# Start of Source text
2. I’ve watched Moana about 86 times. Not by myself. With the kid. It’s a brilliant film, I love it. And I’m actually really happy the child has expanded her viewing likes beyond Paw Patrol. We now have the Pups, Thomas and Moana queued up on the Sky box. Then I got excited and thought, maybe she’d like other Disney movies too. So I started with Frozen. She watched for 2 minutes before she started asking for Moana. I told her it was a “different Moana” – it was Elsa. Five minutes in kid says “no more Elsa?” – then she got up to find a toy to play with. I ended up watching it and I have to say that I found it a bit disappointing after the creative genius that is Moana. A few days later I tried Sing. She’s “watched” it before, months ago when her cousins were in town and we’ve been listening to the soundtrack for months so I thought she might like the familiarity of the music. Again, 5 minutes and “no more kwa-la (koala)!” Shame…… back to Moana we go….
# End of Source text
## What is being asked
Transcribe the entire blog excerpt about watching Moana, word for word. The records that follow are drawn from a different source than the text.
# Start of Entries shown
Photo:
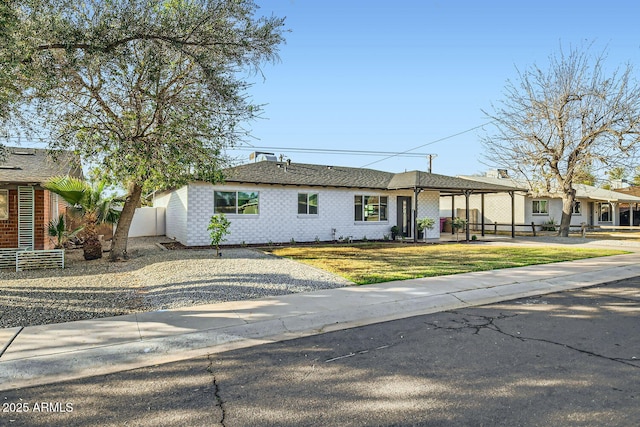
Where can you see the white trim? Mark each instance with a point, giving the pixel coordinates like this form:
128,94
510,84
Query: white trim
6,201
# End of Entries shown
## In response
2. I’ve watched Moana about 86 times. Not by myself. With the kid. It’s a brilliant film, I love it. And I’m actually really happy the child has expanded her viewing likes beyond Paw Patrol. We now have the Pups, Thomas and Moana queued up on the Sky box. Then I got excited and thought, maybe she’d like other Disney movies too. So I started with Frozen. She watched for 2 minutes before she started asking for Moana. I told her it was a “different Moana” – it was Elsa. Five minutes in kid says “no more Elsa?” – then she got up to find a toy to play with. I ended up watching it and I have to say that I found it a bit disappointing after the creative genius that is Moana. A few days later I tried Sing. She’s “watched” it before, months ago when her cousins were in town and we’ve been listening to the soundtrack for months so I thought she might like the familiarity of the music. Again, 5 minutes and “no more kwa-la (koala)!” Shame…… back to Moana we go….